What you are asked to do: Copy every line of the listing below verbatim.

##### Provided material #####

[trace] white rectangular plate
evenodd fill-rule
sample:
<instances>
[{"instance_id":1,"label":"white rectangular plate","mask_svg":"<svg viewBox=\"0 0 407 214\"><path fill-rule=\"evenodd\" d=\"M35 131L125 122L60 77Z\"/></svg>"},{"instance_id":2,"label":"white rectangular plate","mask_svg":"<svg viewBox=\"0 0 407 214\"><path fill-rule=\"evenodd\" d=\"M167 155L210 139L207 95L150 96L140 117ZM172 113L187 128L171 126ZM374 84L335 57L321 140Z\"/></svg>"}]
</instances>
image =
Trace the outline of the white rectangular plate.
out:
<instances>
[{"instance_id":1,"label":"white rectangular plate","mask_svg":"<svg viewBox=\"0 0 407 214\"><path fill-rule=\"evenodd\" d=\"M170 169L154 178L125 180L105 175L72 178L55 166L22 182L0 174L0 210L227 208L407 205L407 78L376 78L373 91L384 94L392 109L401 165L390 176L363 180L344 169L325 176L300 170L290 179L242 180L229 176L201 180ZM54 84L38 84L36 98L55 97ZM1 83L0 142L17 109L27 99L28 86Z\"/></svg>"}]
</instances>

#####

Output for this task:
[trace] white rectangular plate
evenodd fill-rule
sample:
<instances>
[{"instance_id":1,"label":"white rectangular plate","mask_svg":"<svg viewBox=\"0 0 407 214\"><path fill-rule=\"evenodd\" d=\"M35 131L125 122L60 77Z\"/></svg>"},{"instance_id":2,"label":"white rectangular plate","mask_svg":"<svg viewBox=\"0 0 407 214\"><path fill-rule=\"evenodd\" d=\"M167 155L210 139L207 95L150 96L140 117ZM172 113L187 128L171 126ZM374 84L335 57L321 140Z\"/></svg>"}]
</instances>
image =
Trace the outline of the white rectangular plate.
out:
<instances>
[{"instance_id":1,"label":"white rectangular plate","mask_svg":"<svg viewBox=\"0 0 407 214\"><path fill-rule=\"evenodd\" d=\"M170 169L154 178L125 180L105 175L72 178L55 166L22 182L0 174L0 210L227 208L407 205L407 78L376 78L373 91L384 94L392 109L401 165L390 176L363 180L344 169L325 176L300 170L290 179L242 180L229 176L201 180ZM54 84L38 84L36 98L55 97ZM1 83L0 142L17 109L27 99L28 86Z\"/></svg>"}]
</instances>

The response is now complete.